AVAILABLE DATA:
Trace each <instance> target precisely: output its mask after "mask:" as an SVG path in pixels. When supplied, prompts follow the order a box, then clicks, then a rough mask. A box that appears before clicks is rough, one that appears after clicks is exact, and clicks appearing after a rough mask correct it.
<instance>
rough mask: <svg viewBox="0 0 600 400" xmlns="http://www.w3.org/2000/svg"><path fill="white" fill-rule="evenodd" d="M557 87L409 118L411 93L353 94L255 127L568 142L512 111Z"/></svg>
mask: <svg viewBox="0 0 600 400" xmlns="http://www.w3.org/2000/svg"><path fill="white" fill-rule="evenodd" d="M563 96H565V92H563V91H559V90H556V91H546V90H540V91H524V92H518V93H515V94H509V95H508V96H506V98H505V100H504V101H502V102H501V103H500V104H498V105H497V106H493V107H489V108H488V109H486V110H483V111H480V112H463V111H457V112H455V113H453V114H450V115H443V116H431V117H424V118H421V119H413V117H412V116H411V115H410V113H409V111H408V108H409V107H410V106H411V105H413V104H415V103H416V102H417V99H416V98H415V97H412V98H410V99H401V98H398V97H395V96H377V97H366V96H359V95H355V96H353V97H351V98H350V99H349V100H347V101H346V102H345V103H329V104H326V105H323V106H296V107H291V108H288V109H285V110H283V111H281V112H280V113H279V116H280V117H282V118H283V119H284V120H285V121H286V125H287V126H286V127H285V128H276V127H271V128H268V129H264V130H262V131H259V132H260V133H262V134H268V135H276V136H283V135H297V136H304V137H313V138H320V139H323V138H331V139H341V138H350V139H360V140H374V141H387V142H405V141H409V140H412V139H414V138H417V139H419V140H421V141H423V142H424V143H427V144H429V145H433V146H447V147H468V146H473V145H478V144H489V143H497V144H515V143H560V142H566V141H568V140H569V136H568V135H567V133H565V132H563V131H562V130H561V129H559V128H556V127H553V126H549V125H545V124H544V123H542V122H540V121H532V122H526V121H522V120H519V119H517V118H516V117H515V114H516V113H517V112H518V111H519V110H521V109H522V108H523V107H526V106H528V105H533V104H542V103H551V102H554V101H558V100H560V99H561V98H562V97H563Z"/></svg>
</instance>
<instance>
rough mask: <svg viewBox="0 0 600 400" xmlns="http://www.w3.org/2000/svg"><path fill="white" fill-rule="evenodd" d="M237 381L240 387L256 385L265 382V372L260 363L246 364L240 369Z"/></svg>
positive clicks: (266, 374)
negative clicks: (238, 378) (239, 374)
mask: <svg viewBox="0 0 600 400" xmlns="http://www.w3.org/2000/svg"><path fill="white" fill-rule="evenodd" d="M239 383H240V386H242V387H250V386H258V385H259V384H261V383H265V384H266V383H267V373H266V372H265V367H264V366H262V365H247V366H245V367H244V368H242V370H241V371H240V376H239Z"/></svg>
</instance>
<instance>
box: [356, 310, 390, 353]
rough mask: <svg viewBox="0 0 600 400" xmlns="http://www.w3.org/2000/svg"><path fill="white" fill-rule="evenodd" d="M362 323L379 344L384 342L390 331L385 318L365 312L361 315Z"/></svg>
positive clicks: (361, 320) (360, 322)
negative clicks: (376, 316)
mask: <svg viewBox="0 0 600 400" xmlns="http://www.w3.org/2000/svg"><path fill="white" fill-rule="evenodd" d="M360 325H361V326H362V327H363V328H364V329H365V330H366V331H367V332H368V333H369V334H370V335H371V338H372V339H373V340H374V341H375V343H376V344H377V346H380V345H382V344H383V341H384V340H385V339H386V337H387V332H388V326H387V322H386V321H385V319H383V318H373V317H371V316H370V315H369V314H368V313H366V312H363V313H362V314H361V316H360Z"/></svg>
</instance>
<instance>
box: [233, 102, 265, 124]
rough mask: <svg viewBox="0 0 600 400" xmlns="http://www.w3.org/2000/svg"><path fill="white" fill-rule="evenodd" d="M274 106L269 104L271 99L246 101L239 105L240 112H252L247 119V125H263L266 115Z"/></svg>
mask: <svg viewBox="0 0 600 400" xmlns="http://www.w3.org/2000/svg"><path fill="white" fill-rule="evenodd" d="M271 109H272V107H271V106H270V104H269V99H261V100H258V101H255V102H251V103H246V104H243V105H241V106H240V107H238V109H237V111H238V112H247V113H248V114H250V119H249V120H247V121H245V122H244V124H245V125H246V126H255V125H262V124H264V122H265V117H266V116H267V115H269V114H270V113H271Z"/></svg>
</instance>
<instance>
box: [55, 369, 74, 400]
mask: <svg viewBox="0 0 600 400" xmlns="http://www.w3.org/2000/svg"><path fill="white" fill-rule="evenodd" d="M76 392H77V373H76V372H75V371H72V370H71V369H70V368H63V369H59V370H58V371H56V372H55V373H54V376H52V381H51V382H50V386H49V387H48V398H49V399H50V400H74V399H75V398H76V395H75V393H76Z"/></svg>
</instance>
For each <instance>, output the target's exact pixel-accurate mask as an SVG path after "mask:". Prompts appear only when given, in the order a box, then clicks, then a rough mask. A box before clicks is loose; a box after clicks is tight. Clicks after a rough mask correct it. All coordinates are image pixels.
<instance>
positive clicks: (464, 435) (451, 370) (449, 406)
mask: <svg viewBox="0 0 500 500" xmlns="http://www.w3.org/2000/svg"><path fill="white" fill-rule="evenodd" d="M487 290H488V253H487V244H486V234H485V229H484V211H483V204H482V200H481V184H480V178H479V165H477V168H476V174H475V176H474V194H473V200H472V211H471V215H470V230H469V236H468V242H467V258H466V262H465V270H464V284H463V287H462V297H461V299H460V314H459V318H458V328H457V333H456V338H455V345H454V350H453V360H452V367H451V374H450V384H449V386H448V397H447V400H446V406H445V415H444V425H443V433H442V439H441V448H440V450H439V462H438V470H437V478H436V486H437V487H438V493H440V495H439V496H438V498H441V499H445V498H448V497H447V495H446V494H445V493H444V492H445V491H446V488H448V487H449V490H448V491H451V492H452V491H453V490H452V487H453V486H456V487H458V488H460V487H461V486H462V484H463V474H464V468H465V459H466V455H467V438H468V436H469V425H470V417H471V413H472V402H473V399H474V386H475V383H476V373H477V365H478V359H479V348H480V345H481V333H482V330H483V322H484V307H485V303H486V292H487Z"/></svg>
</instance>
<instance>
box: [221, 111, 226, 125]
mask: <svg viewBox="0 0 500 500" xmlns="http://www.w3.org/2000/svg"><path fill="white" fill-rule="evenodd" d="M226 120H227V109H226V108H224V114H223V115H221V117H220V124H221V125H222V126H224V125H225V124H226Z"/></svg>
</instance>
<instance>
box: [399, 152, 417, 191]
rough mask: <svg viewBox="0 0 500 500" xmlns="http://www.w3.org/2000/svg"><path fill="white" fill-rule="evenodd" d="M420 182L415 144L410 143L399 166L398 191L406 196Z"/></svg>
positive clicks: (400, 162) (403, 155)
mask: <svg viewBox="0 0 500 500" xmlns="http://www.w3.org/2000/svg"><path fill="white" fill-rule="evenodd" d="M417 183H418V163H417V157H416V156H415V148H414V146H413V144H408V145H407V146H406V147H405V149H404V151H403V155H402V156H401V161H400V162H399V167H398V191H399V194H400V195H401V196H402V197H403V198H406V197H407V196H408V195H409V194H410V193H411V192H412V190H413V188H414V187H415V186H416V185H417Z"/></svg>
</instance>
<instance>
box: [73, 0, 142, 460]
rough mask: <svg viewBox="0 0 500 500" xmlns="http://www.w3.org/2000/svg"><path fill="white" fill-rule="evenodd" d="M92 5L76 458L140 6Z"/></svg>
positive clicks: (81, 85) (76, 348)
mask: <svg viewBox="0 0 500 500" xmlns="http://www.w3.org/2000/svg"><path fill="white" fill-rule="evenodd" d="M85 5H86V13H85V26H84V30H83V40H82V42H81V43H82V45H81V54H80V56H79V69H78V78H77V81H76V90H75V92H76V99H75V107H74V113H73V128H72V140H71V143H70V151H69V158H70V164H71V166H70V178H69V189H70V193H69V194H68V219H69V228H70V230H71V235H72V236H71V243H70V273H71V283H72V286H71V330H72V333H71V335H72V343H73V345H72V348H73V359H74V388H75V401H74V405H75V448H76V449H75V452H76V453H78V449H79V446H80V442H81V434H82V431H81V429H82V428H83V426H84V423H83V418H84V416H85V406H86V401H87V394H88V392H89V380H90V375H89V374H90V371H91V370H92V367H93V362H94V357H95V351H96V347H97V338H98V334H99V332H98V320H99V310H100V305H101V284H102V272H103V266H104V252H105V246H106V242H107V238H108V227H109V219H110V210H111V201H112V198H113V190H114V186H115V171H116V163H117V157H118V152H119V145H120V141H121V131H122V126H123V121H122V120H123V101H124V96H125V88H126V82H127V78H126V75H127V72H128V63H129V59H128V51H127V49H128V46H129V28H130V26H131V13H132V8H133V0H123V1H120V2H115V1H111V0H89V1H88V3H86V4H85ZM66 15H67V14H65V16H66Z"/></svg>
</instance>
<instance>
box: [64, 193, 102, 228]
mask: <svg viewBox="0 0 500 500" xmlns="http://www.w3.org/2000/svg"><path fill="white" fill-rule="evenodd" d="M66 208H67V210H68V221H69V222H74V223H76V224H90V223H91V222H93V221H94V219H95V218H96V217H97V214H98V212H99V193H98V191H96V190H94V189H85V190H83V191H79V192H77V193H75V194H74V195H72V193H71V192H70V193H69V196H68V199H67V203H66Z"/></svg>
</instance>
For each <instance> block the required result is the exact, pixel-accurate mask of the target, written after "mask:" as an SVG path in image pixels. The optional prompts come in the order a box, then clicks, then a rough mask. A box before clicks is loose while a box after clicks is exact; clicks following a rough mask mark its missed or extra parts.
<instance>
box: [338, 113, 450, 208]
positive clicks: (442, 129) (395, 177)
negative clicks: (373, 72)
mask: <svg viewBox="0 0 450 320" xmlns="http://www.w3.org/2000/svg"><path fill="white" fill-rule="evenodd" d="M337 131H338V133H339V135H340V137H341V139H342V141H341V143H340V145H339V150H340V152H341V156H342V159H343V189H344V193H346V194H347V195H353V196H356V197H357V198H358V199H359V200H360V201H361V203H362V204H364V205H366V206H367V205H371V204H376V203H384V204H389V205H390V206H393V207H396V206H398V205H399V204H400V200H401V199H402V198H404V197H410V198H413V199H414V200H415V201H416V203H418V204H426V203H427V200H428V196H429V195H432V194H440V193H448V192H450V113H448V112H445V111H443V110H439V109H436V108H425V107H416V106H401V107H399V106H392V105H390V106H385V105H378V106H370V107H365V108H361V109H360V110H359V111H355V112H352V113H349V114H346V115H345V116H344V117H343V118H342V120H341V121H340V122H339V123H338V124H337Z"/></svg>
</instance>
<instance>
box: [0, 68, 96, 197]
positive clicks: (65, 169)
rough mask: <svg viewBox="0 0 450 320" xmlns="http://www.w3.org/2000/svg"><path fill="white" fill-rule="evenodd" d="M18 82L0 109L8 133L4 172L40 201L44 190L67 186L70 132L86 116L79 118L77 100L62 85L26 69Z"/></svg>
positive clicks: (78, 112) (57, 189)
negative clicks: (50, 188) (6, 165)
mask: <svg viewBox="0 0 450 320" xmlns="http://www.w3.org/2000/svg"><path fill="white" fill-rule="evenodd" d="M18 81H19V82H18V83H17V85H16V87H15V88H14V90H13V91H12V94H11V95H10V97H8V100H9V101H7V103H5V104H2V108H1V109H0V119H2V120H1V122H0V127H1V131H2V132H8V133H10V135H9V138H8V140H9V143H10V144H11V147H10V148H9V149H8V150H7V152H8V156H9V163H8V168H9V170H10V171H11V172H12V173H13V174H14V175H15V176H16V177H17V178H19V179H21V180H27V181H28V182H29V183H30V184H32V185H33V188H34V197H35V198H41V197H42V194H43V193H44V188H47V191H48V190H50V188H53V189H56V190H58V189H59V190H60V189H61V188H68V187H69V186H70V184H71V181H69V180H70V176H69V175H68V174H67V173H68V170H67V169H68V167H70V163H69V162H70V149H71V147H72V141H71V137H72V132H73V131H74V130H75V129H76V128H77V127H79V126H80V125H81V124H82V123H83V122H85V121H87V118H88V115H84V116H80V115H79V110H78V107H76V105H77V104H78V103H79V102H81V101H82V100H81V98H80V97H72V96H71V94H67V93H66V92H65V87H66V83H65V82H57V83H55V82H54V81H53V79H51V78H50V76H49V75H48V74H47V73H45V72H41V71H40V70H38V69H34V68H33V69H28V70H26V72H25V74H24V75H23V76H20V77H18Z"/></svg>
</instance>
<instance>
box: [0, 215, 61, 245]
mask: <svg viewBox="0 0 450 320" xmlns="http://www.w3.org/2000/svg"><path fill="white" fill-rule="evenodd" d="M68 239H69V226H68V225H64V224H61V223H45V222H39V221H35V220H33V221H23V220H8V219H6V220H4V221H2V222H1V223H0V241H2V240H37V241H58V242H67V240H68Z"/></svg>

WORK ORDER:
Please count the lines of the material above that contain "accurate", and give only the number.

RESPONSE BELOW:
2